What you will do
Print each record below character for character.

Stored data entries
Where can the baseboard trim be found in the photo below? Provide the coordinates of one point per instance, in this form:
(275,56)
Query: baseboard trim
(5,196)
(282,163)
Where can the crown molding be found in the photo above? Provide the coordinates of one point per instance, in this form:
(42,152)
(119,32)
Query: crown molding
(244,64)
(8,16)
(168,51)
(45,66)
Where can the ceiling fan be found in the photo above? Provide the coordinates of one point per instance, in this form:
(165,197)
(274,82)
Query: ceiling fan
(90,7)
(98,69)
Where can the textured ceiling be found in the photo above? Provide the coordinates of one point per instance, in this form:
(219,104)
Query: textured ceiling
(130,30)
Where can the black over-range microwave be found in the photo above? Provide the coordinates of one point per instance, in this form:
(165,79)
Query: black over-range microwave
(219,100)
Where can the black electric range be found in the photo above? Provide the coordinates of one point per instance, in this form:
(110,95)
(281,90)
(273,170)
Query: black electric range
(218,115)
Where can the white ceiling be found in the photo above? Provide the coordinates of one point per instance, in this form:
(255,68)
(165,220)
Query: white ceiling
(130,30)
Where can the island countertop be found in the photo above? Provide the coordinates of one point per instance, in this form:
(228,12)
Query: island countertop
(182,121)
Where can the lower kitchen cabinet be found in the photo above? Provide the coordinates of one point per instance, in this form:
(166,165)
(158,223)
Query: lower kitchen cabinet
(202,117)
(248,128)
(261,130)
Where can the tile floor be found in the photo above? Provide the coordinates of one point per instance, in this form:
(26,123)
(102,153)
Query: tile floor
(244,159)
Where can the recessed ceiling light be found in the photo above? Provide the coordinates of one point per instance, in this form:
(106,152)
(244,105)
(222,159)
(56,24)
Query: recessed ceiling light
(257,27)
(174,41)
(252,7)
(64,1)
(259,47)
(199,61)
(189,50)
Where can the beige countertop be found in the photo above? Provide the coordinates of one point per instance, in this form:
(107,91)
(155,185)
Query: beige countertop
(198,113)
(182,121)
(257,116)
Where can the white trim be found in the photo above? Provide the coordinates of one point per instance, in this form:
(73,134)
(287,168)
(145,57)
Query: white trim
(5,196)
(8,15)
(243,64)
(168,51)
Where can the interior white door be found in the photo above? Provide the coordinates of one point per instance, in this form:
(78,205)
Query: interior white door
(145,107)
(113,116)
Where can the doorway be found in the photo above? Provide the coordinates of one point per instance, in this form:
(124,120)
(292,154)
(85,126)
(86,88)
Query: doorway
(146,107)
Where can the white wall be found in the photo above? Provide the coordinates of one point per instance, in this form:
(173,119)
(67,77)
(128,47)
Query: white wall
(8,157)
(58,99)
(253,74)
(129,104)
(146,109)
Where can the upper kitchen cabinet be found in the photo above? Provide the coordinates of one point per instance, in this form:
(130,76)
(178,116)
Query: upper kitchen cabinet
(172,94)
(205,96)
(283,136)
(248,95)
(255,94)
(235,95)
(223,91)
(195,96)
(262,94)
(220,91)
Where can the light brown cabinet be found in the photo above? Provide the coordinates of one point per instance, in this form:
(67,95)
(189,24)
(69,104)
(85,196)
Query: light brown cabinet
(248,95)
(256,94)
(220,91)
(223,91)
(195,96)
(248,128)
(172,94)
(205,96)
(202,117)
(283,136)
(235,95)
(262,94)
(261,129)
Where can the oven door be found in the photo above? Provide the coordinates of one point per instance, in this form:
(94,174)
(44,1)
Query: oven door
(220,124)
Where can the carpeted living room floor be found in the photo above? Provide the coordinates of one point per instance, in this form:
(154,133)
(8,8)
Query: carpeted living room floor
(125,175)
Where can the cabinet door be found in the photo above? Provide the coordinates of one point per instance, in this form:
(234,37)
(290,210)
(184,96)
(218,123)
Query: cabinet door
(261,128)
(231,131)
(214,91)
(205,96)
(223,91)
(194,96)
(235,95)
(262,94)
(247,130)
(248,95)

Result
Where can the baseboard trim be found in the photo below? Provide the coordinates of one point per instance, in this form:
(275,56)
Query: baseboard trim
(5,196)
(282,163)
Where can the crown molding be found in the photo above? Provide the coordinates of one point per instance, in this form:
(42,152)
(119,32)
Query: crown molding
(244,64)
(8,16)
(168,51)
(45,66)
Where can the ceiling fan be found in the photo above? Provide the coordinates of one point per instance, in this form:
(165,197)
(274,82)
Query: ceiling fan
(90,7)
(98,69)
Where can the textured ceiling be found in the photo above? Provide the coordinates of one point per instance, in this form:
(219,104)
Query: textured ceiling
(130,30)
Where can the black over-range microwave be found in the photo above? Provide the coordinates of one point per instance, in this form:
(165,79)
Query: black over-range microwave
(219,100)
Where can the black electric range be found in the photo above? Provide the coordinates of one point per instance, in this form:
(110,95)
(281,90)
(273,170)
Query: black electric range
(218,115)
Where can the white ceiling be found in the photo above? Provide the coordinates of one point per instance, in this form:
(255,68)
(165,220)
Query: white ceiling
(130,30)
Where can the island countertop be found in the photo above? Provide the coordinates of one point per instance, in this form:
(228,12)
Query: island countertop
(182,121)
Where can the lower kitchen cabinet be found in the photo above? Provide the coordinates of one point per instance, in this form:
(166,165)
(158,223)
Query: lower kitchen cabinet
(202,117)
(248,128)
(261,130)
Where can the tile floor be found in the photo above? Provide the coordinates of one point per instance, in this form:
(26,123)
(102,153)
Query: tile floor
(244,159)
Where can the recessed ceiling light be found in the photo above? Provide the coordinates of one point per instance, in this form:
(106,152)
(244,105)
(222,159)
(56,24)
Query: recessed ceiling light
(257,27)
(174,41)
(252,7)
(64,1)
(259,47)
(199,61)
(189,50)
Where can the beige countertop be found in the photo above? Provide the coordinates of one point per instance, in this form:
(107,91)
(155,185)
Query: beige countertop
(198,113)
(182,121)
(257,116)
Where can the white trim be found in the photo above? Provide the coordinates of one point per instance, in this form:
(73,134)
(287,168)
(145,57)
Query: white trim
(5,196)
(8,15)
(243,64)
(168,51)
Where can the interior white door be found in the photo above? Provide the coordinates of one point per instance, in this form:
(78,205)
Query: interior white door
(145,107)
(113,116)
Where can the doorway be found in the photo above? Provide the coordinates of one point per instance, in this form:
(124,120)
(292,154)
(85,126)
(86,88)
Query: doorway
(146,107)
Where can the white wall be found in the photo above? Provide the coordinates of one point per instance, in this form:
(173,119)
(67,77)
(128,47)
Query: white wall
(8,157)
(58,99)
(253,74)
(129,104)
(146,109)
Where can the upper kitchen cabinet be found in the photo above? Provide the coordinates of one point per instance, in this form:
(130,76)
(178,116)
Query: upper kitchen cabinet
(172,94)
(205,96)
(283,136)
(248,95)
(255,94)
(235,95)
(223,91)
(195,96)
(262,94)
(220,91)
Where can the light brown cabinet be found in the photo above? Provide the coordinates of one point per instance, in this form:
(67,95)
(189,24)
(69,104)
(85,196)
Query: light brown cabinet
(248,95)
(256,94)
(220,91)
(223,91)
(195,96)
(248,128)
(172,94)
(205,96)
(202,117)
(283,136)
(235,95)
(262,94)
(261,129)
Where can the oven door be found in the photo above? Provide the coordinates of one point per instance, in this form:
(94,174)
(44,1)
Query: oven door
(220,124)
Where can the carpeted living room floor be found in the photo above? Provide the coordinates of one point per instance, in this form:
(154,133)
(8,8)
Query: carpeted living room floor
(125,175)
Where can the cabinet door be found in the photo above? Provide the coordinates of one point per instance, in this form:
(234,37)
(290,210)
(184,96)
(218,123)
Query: cabinet door
(261,128)
(231,131)
(214,91)
(205,96)
(223,91)
(194,96)
(235,95)
(262,94)
(247,130)
(248,95)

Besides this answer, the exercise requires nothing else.